Stated goal -
Count the lines in the items below that contain the word "train", and reply with that number alone.

(Coordinate annotation records)
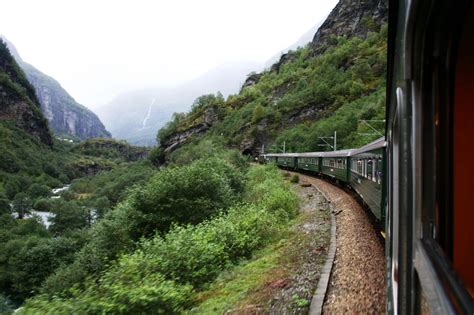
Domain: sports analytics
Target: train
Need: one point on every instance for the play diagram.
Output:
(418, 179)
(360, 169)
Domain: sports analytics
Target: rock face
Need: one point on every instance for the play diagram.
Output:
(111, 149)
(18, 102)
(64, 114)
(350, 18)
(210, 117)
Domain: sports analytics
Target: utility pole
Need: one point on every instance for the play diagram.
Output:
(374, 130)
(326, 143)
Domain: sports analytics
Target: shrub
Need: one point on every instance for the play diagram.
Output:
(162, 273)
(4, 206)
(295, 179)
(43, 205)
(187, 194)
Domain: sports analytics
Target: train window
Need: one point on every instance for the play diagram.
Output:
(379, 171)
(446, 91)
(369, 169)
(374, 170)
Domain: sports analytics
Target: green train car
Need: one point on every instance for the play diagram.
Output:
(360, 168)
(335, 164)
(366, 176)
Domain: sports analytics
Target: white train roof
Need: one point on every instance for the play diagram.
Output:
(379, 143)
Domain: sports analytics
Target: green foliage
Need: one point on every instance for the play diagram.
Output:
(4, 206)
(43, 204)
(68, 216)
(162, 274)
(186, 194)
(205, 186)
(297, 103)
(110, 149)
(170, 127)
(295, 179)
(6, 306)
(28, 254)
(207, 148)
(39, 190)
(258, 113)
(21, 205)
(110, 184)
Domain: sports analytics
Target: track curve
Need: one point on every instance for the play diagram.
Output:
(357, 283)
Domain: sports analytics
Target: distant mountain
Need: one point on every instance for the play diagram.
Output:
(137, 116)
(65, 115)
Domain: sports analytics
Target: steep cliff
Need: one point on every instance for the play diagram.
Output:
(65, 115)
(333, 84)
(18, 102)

...

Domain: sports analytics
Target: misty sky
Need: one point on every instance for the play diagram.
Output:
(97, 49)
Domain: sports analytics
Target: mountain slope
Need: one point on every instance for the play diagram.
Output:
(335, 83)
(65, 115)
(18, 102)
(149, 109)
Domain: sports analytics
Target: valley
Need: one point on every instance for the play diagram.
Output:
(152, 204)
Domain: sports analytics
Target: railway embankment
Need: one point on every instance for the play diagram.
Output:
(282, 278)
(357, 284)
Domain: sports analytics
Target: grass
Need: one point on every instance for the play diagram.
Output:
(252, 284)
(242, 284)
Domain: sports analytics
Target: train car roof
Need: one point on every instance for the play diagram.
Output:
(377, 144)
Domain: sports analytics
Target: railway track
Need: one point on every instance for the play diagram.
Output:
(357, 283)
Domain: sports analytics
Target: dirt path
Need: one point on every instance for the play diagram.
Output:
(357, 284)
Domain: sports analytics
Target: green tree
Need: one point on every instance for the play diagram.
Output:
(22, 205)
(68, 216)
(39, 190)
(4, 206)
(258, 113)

Task answer -
5